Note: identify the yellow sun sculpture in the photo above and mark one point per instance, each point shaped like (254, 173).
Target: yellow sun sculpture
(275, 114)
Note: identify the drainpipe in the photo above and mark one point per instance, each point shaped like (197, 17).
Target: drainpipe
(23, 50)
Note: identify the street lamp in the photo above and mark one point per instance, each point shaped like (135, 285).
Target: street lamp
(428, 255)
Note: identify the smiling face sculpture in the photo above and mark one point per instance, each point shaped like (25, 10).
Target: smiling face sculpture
* * *
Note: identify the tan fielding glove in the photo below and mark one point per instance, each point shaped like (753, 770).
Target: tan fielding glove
* * *
Copy out each line of the data that includes the string "mark".

Note: identify the yellow sun sculpture in the photo above and mark one point per instance, each point shaped like (254, 173).
Note: identify the drainpipe in the photo above and mark one point per instance, each point shaped like (197, 17).
Note: identify the street lamp in the photo above and mark one point per instance, each point shaped like (135, 285).
Note: identify the smiling face sculpture in the photo above and mark one point per instance, each point shaped like (25, 10).
Note: identify the tan fielding glove in the photo below and mark one point per instance, each point shaped like (753, 770).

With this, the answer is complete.